Text block: Begin

One IRC solution is 'sponsored research' as it encourages:

(i) research to be focused on felt needs;

(ii) better quality of research so that it can meet the sponsor’s approval and

(iii) availability of additional finance for research

However, this does not seem sufficiently academic but more consulting oriented in the sense that it appears geared to real life problem solving. In fact IRC's report itself may be a prime example of a product of this very kind. High on 3-dimensionality it is still lacking in key measures of intellectual completeness as we have suggested. The proposed strategy ends up being somewhat dicey. 

Another IRC solution is the use of technology to increase the productivity of teaching, 'without diluting quality'. If this is to extend the reach of faculty-centred classroom lectures (in a specious bid to attain the TLM) rather than to facilitate participant-centred classroom discussion, it may be dysfunctional in management education. What is probably needed is technology for the 'distribution' of class materials (cases, readings and assignments) so that all concerned (including co-operating institutions in other locations) can focus on the quality and quantity of class discussion and field studies.

Text block: End
Input data: Begin

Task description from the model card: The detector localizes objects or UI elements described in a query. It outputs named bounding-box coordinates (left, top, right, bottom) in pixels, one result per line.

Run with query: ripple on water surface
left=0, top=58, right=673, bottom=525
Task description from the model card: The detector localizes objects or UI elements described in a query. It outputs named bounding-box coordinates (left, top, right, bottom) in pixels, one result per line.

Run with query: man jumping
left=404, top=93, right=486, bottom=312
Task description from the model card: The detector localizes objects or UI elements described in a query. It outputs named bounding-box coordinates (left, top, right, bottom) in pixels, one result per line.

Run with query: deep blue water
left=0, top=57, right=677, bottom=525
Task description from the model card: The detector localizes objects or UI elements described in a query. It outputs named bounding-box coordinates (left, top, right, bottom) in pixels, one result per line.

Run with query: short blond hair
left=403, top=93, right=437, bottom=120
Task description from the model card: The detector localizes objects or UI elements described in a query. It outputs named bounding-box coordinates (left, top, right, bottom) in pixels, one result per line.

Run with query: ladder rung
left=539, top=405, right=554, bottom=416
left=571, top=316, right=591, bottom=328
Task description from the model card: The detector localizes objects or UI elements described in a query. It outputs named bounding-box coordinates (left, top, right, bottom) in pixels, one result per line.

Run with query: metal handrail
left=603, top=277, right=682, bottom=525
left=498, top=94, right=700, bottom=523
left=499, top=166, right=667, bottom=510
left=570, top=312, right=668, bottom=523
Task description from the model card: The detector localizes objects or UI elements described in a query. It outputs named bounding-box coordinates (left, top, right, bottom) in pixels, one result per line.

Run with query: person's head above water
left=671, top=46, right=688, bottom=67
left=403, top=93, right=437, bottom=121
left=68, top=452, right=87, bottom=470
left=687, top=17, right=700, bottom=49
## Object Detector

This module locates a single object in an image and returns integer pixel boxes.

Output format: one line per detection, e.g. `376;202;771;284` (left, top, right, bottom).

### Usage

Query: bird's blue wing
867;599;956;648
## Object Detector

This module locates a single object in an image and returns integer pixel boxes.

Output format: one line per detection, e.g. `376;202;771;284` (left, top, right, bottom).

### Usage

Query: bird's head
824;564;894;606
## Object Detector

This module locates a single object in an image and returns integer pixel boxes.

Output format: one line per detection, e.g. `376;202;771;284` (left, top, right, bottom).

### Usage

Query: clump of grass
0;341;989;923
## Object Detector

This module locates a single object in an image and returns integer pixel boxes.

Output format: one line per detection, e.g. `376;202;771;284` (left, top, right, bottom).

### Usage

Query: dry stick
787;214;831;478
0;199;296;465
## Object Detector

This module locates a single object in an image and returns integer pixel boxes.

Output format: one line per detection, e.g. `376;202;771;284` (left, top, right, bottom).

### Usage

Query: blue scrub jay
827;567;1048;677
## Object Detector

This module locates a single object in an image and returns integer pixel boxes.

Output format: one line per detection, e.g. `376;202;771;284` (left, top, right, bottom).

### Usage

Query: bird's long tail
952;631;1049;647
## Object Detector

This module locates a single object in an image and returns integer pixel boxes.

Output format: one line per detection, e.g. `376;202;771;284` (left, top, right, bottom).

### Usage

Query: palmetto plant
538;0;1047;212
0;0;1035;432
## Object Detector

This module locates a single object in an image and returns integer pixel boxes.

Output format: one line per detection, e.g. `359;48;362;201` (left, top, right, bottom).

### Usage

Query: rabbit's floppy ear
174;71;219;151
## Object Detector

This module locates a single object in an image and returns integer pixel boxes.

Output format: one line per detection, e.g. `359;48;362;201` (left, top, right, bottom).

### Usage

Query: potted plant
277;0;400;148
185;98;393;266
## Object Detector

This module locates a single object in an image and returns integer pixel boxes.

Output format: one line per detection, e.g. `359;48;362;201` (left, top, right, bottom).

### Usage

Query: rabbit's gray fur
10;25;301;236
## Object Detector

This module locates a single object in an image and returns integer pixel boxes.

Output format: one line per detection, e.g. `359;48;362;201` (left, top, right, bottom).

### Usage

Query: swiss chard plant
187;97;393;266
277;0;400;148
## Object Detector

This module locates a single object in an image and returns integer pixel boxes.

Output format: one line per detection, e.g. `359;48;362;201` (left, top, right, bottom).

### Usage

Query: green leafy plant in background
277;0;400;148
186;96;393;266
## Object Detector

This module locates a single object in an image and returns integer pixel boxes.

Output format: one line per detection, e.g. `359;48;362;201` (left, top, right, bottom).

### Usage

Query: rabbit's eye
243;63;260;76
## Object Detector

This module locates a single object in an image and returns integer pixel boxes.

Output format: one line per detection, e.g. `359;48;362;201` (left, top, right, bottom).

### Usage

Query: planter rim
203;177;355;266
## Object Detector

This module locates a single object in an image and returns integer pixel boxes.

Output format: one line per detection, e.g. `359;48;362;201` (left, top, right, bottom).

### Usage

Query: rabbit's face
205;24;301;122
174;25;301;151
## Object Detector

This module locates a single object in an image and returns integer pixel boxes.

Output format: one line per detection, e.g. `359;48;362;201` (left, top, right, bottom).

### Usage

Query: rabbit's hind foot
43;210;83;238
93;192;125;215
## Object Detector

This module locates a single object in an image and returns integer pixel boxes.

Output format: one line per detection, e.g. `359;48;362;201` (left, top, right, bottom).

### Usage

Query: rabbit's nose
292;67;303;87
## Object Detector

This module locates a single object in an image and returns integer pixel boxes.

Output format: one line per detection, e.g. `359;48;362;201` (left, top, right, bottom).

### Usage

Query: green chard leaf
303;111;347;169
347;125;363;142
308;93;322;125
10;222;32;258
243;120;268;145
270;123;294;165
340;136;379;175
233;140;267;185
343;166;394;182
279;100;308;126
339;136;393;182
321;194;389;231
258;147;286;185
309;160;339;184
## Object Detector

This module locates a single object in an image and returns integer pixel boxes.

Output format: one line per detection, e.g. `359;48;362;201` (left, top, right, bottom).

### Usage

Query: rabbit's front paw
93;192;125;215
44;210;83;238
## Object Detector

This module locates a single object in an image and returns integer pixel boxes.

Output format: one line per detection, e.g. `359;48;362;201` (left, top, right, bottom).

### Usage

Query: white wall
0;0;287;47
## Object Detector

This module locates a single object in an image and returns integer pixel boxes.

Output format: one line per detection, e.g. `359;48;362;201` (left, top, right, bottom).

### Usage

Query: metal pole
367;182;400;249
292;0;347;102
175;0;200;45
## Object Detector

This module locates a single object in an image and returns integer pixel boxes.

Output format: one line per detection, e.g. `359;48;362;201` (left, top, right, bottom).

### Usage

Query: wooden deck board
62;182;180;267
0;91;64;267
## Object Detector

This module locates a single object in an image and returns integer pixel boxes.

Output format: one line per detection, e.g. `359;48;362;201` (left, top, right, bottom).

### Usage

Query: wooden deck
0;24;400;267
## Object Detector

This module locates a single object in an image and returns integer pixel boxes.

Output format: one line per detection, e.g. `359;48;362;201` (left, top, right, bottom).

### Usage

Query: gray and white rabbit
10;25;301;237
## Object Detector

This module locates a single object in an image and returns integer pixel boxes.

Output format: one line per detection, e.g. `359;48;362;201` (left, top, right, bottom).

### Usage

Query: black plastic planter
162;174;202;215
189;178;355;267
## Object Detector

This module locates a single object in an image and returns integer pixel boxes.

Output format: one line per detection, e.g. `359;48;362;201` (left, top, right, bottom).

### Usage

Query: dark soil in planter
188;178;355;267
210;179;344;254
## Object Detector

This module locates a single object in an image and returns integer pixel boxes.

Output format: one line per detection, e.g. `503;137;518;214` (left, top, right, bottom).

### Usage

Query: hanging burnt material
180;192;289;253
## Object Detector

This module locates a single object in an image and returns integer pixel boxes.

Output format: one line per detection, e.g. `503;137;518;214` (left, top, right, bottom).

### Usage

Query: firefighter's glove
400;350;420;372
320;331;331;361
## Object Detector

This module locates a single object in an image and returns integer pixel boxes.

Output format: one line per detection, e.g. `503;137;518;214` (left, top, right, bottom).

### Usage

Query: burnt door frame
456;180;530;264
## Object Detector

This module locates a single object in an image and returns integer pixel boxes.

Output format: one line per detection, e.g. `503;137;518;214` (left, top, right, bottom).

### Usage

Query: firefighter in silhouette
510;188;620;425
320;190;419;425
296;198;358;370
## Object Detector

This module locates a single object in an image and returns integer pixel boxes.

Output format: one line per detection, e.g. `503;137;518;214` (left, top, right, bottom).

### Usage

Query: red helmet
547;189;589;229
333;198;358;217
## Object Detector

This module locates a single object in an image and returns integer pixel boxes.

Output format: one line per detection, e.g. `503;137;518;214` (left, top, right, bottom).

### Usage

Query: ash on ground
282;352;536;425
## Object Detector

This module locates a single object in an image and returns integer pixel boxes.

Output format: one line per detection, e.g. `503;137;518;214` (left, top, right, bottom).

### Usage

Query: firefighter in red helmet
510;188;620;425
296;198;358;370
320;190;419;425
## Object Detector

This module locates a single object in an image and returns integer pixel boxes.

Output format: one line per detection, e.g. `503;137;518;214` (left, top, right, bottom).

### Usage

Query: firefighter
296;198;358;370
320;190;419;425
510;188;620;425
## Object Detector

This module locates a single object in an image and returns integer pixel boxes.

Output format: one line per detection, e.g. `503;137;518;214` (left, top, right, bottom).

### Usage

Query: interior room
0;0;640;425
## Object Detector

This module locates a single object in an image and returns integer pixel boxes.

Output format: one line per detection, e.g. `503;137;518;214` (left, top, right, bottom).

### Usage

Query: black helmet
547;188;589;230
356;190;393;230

Input data: End

§ Problem set
1. List everything the passage on the IRC solutions says sponsored research encourages.
2. In the passage on the IRC solutions, what kind of technology is described as probably needed?
3. Pick up the passage on the IRC solutions after its final sentence and write the next paragraph.

§ Solved tasks
1.
(i) research focused on felt needs
(ii) better quality of research, so that it can meet the sponsor's approval
(iii) availability of additional finance for research

2. Technology for the distribution of class materials, such as cases, readings and assignments.

3.
What really takes the cake are two IRC recommendations: '(1) putting in place post-doctoral programs where promising PhDs in the pure disciplines are put through a two year programme of management education and converted into management teachers' and  (2) 'IIMs should develop a closer relationship with Industry, and introduce a programme, so that managers at the age of around 45, who are interested in a change of careers and would like to teach, could do a PhD and become teachers.'

Both these look like unvarnished remedial programs. Should IIMs end up as Institutes of Rehabilitation -- for youngsters trying to escape the opportunity constraints of the Indian caste system, faculty who need re-training to benefit India and executives attempting mid-career transitions into academia? How the IIMs can maintain their focus on the flagship MBA program, be thought leaders in management development programs, pay due attention to the doctoral program for this purpose (all as desired by IRC) and then kick in the above 'bright ideas' (also of the IRC) is really hard to understand. IRC may be inadvertently aggravating the problem of a perceived IIM identity instead of alleviating it. Its recommendations could inadvertently catapult IIMs into a crisis of mediocrity.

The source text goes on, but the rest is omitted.